- Rows from an object pointing dataset:
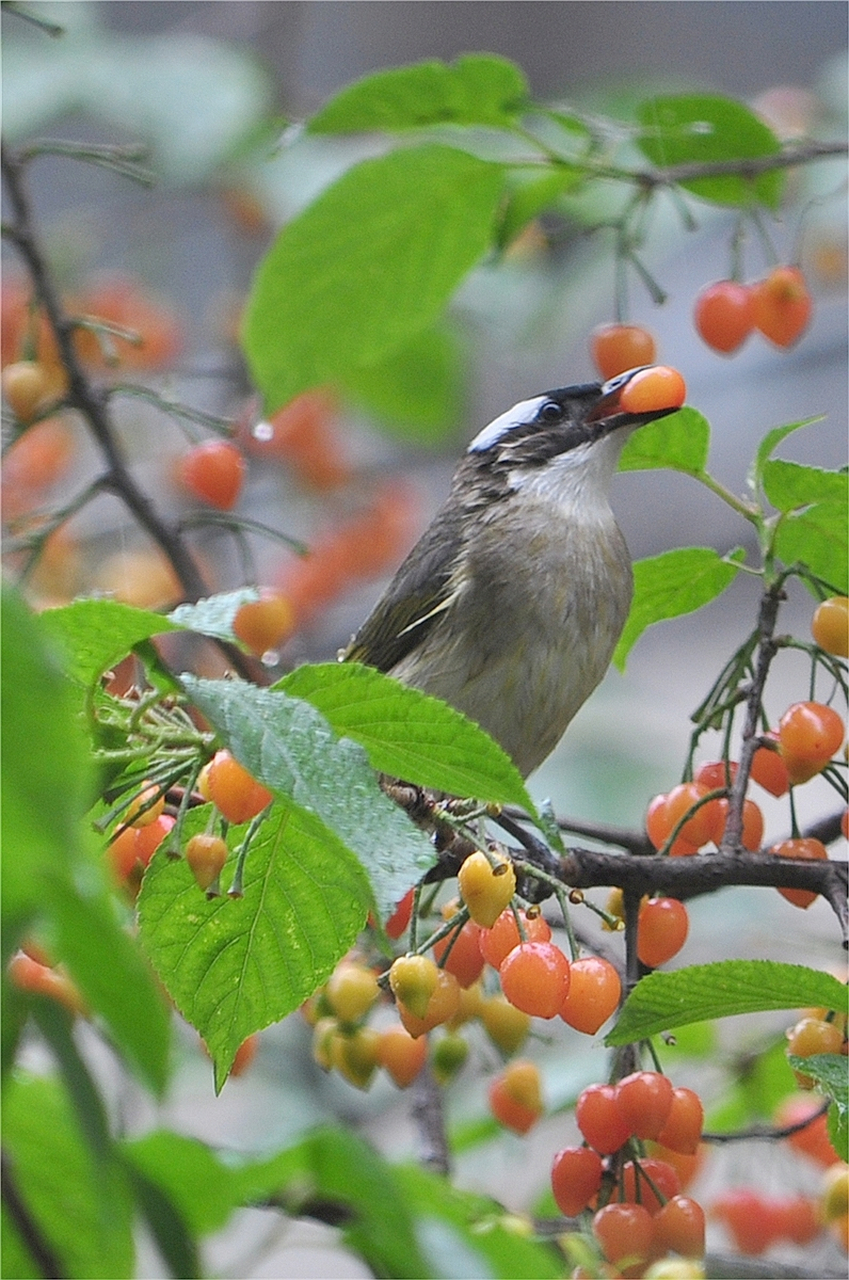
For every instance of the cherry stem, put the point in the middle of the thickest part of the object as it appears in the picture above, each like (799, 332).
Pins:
(766, 652)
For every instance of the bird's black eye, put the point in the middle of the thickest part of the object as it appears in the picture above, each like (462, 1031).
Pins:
(549, 412)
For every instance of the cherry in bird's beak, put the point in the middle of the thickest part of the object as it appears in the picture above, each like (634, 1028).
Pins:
(640, 394)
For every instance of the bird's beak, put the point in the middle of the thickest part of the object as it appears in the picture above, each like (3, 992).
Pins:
(610, 411)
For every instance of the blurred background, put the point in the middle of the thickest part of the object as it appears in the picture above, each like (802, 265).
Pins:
(214, 90)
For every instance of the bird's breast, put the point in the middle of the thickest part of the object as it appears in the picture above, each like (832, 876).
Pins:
(539, 598)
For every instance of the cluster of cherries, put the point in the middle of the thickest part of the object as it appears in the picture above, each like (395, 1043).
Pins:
(443, 990)
(639, 1212)
(726, 312)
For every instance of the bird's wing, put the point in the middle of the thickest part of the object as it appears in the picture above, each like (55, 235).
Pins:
(418, 595)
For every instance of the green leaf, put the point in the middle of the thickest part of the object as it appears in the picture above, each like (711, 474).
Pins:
(674, 583)
(665, 1000)
(770, 442)
(829, 1070)
(466, 1234)
(46, 771)
(703, 128)
(81, 1207)
(290, 746)
(680, 442)
(790, 484)
(817, 538)
(176, 1244)
(407, 734)
(762, 1080)
(96, 634)
(418, 391)
(202, 1189)
(234, 965)
(366, 266)
(530, 195)
(477, 88)
(334, 1169)
(113, 977)
(49, 868)
(214, 616)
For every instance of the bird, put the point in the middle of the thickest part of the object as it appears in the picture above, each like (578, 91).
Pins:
(511, 603)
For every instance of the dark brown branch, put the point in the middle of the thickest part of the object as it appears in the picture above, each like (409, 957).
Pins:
(83, 397)
(428, 1115)
(706, 873)
(751, 168)
(766, 1133)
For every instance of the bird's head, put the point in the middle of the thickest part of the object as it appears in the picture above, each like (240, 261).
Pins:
(576, 428)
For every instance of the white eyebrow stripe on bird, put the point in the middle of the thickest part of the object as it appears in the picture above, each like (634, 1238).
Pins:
(516, 416)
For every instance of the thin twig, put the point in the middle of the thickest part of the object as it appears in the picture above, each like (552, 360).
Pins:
(766, 1133)
(83, 397)
(766, 652)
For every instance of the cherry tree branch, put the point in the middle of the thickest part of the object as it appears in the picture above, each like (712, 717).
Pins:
(82, 394)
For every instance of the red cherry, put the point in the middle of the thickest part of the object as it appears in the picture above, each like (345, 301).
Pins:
(770, 771)
(617, 347)
(625, 1232)
(639, 1179)
(400, 918)
(662, 928)
(646, 1100)
(679, 1228)
(724, 315)
(808, 736)
(683, 1128)
(652, 389)
(497, 942)
(534, 977)
(575, 1178)
(594, 990)
(781, 305)
(214, 472)
(601, 1120)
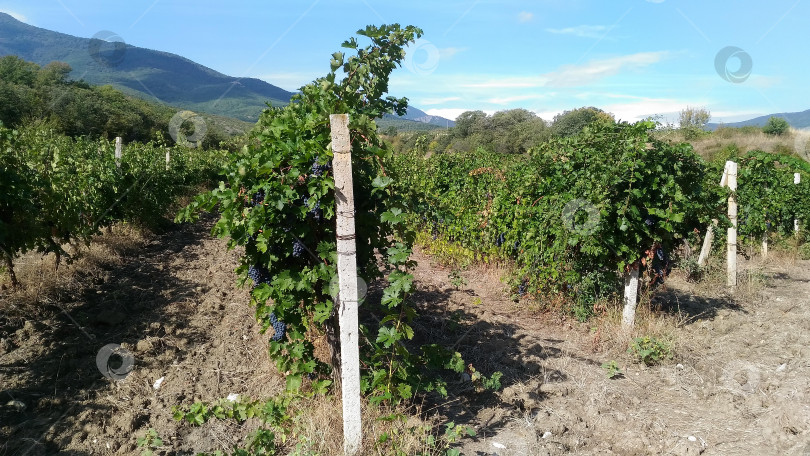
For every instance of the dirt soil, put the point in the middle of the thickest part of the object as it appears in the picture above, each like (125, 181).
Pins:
(739, 382)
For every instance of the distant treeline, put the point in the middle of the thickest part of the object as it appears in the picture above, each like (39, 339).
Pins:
(512, 131)
(30, 93)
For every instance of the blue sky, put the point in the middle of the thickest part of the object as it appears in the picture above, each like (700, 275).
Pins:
(633, 58)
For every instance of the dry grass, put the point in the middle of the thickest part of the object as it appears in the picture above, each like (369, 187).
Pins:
(318, 429)
(40, 278)
(725, 140)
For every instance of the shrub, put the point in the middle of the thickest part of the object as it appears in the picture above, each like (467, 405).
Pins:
(776, 126)
(650, 350)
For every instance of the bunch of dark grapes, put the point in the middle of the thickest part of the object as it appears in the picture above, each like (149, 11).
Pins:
(316, 212)
(661, 266)
(278, 326)
(258, 274)
(298, 249)
(257, 198)
(522, 288)
(318, 169)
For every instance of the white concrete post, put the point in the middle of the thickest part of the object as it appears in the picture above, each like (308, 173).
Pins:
(118, 151)
(731, 181)
(630, 298)
(765, 244)
(797, 179)
(347, 279)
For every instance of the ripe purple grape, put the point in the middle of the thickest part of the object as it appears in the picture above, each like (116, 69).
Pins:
(257, 198)
(278, 326)
(298, 249)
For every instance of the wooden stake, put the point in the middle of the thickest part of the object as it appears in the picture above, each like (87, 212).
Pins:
(707, 243)
(630, 298)
(731, 253)
(347, 277)
(118, 151)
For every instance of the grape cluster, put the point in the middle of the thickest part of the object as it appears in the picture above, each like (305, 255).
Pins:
(661, 265)
(258, 274)
(318, 169)
(316, 212)
(278, 326)
(298, 249)
(257, 199)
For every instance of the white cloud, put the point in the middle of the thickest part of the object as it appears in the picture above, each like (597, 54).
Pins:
(506, 83)
(646, 107)
(584, 31)
(15, 15)
(580, 75)
(505, 100)
(431, 101)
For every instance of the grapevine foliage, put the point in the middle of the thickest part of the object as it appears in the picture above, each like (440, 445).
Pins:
(57, 190)
(277, 201)
(767, 197)
(574, 212)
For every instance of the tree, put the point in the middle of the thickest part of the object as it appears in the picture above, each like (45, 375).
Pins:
(776, 126)
(570, 123)
(693, 121)
(470, 122)
(516, 131)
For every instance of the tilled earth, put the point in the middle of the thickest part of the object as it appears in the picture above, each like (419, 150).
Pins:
(739, 382)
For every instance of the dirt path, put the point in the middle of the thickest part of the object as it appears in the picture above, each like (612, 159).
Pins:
(740, 383)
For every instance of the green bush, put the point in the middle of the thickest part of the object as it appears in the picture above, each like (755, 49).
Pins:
(776, 126)
(650, 350)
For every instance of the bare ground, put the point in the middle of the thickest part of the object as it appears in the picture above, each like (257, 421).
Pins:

- Exercise: Put the data lines, starting at the line that contains "For every instance of the white cloud, put" and ending at the last line of the data, into a Markdown table with the columns Row and Line. Number each line and leave out blank lines.

- Full response:
| Row | Line |
|---|---|
| 1 | For every instance of the white cloud, put the point in the middle of the thickest part of the object as it appears in the picture above, each like (597, 54). |
| 2 | Pins: |
| 3 | (506, 83) |
| 4 | (646, 107) |
| 5 | (584, 31) |
| 6 | (15, 15) |
| 7 | (580, 75) |
| 8 | (505, 100) |
| 9 | (431, 101) |
| 10 | For every instance of the grapevine foliage, put the point in the middle of the thickest part of the object as it appears in the picture above, each like (440, 445). |
| 11 | Pins: |
| 12 | (57, 190) |
| 13 | (277, 201) |
| 14 | (767, 197) |
| 15 | (574, 212) |
| 16 | For every instance of the tree, put the point in the middle of the thickest part of the object as it appears in the picture above, each like (45, 375). |
| 17 | Pins: |
| 18 | (776, 126) |
| 19 | (570, 123) |
| 20 | (693, 121) |
| 21 | (470, 122) |
| 22 | (516, 131) |
| 23 | For every instance of the tilled earth, put the point in the middle of the thickest part of the object as it appears in the picture above, each like (419, 150). |
| 24 | Pins: |
| 25 | (739, 382) |
| 26 | For every instance of the dirt path, put the point in the middle of the thickest part of the object as it appears in the picture above, each like (612, 159). |
| 27 | Pins: |
| 28 | (740, 383) |
| 29 | For every instance of the green bush, put the point in the middle of the thickest part of the object as it appears in the picture above, each like (755, 49). |
| 30 | Pins: |
| 31 | (776, 126) |
| 32 | (650, 350) |
| 33 | For every instance of the bare ground, put the point in the middle of the thickest part of the object as it appears in the picture above, each like (257, 421). |
| 34 | Pins: |